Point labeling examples
<<<<

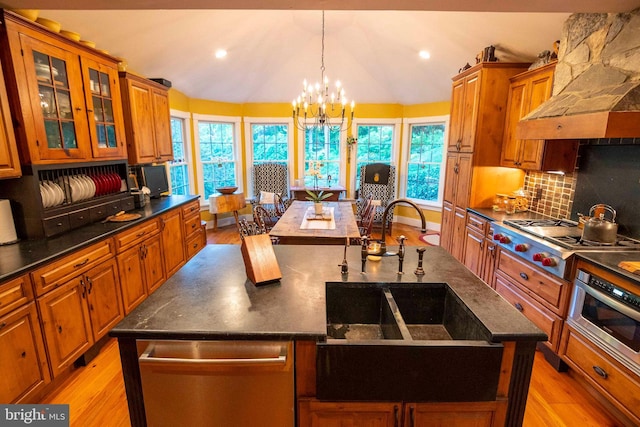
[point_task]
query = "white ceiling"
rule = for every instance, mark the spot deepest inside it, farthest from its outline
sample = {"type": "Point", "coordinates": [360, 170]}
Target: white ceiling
{"type": "Point", "coordinates": [373, 52]}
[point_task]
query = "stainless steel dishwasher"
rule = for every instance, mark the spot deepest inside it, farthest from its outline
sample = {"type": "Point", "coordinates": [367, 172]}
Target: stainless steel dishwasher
{"type": "Point", "coordinates": [218, 383]}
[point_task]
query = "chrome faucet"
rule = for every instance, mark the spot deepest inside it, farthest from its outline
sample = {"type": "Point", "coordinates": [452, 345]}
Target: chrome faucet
{"type": "Point", "coordinates": [382, 251]}
{"type": "Point", "coordinates": [390, 206]}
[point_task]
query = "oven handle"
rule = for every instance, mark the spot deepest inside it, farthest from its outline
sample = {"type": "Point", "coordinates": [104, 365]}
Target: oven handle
{"type": "Point", "coordinates": [627, 311]}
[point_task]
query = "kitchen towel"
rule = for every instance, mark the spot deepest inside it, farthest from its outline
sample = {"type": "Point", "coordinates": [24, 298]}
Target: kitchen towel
{"type": "Point", "coordinates": [318, 224]}
{"type": "Point", "coordinates": [7, 226]}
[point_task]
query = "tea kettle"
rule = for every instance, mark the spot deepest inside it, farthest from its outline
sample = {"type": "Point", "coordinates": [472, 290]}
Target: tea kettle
{"type": "Point", "coordinates": [598, 228]}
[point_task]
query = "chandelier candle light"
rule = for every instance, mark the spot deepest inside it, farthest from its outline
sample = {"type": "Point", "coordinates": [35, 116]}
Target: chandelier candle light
{"type": "Point", "coordinates": [316, 107]}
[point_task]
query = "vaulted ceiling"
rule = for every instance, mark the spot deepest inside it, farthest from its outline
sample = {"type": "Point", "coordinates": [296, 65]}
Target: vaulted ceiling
{"type": "Point", "coordinates": [273, 45]}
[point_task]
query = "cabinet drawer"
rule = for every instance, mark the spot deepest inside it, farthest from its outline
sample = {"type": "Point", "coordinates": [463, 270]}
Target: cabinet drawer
{"type": "Point", "coordinates": [195, 243]}
{"type": "Point", "coordinates": [191, 226]}
{"type": "Point", "coordinates": [191, 209]}
{"type": "Point", "coordinates": [59, 271]}
{"type": "Point", "coordinates": [541, 285]}
{"type": "Point", "coordinates": [543, 318]}
{"type": "Point", "coordinates": [128, 238]}
{"type": "Point", "coordinates": [15, 293]}
{"type": "Point", "coordinates": [477, 223]}
{"type": "Point", "coordinates": [614, 381]}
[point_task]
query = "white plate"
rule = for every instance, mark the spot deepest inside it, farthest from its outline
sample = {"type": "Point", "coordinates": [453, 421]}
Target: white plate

>>>>

**What you will do:**
Verbatim reproduction of every record is required; images are left out.

**Finished exercise:**
[point_task]
query = "white ceiling"
rule = for every instance, mark the spot deepest inside it, farthest from its outline
sample = {"type": "Point", "coordinates": [360, 170]}
Target: white ceiling
{"type": "Point", "coordinates": [373, 52]}
[point_task]
query = "stainless steel dishwasher"
rule = for every instance, mark the spot deepest inside it, farthest from its outline
sample = {"type": "Point", "coordinates": [367, 172]}
Target: stainless steel dishwasher
{"type": "Point", "coordinates": [218, 383]}
[point_task]
query = "chrome faucet"
rule = for every instance, mark the spot deepest inside it, farthest from its outline
sample = {"type": "Point", "coordinates": [452, 345]}
Target: chrome faucet
{"type": "Point", "coordinates": [382, 251]}
{"type": "Point", "coordinates": [390, 206]}
[point_task]
query = "oven handle"
rule = for every instance, mark the spot deepest inside it, farthest from its outline
sample = {"type": "Point", "coordinates": [104, 365]}
Target: oven handle
{"type": "Point", "coordinates": [627, 311]}
[point_task]
query = "kitchen towel"
rule = for every instance, mark the spot deepest inside it, farthest from its outline
sample = {"type": "Point", "coordinates": [24, 298]}
Target: kitchen towel
{"type": "Point", "coordinates": [318, 224]}
{"type": "Point", "coordinates": [7, 226]}
[point_task]
query = "tea kettle"
rule = for every instance, mark the spot deepest inside it, farthest from its outline
sample = {"type": "Point", "coordinates": [472, 290]}
Target: tea kettle
{"type": "Point", "coordinates": [598, 228]}
[point_task]
query = "chandelier candle light"
rule = for every instance, mark the spot deepest inside it, farthest from its outline
sample = {"type": "Point", "coordinates": [35, 116]}
Target: chandelier candle light
{"type": "Point", "coordinates": [316, 107]}
[point_task]
query = "vaulted ceiling"
rule = for every instance, mark the spot deepest inside it, farthest from its outline
sample = {"type": "Point", "coordinates": [296, 65]}
Target: vaulted ceiling
{"type": "Point", "coordinates": [273, 45]}
[point_task]
query = "cabinet drawer"
rule = for every instance, mark the spot deepest inside it, farthest from its outline
sample = {"type": "Point", "coordinates": [463, 270]}
Target: cabinet drawer
{"type": "Point", "coordinates": [195, 243]}
{"type": "Point", "coordinates": [191, 226]}
{"type": "Point", "coordinates": [191, 209]}
{"type": "Point", "coordinates": [59, 271]}
{"type": "Point", "coordinates": [541, 285]}
{"type": "Point", "coordinates": [543, 318]}
{"type": "Point", "coordinates": [128, 238]}
{"type": "Point", "coordinates": [15, 293]}
{"type": "Point", "coordinates": [477, 223]}
{"type": "Point", "coordinates": [614, 381]}
[point_task]
query = "white plate"
rule = for every instance, mark the spot deepest inside it, farthest from its outline
sample = {"type": "Point", "coordinates": [453, 421]}
Target: white plate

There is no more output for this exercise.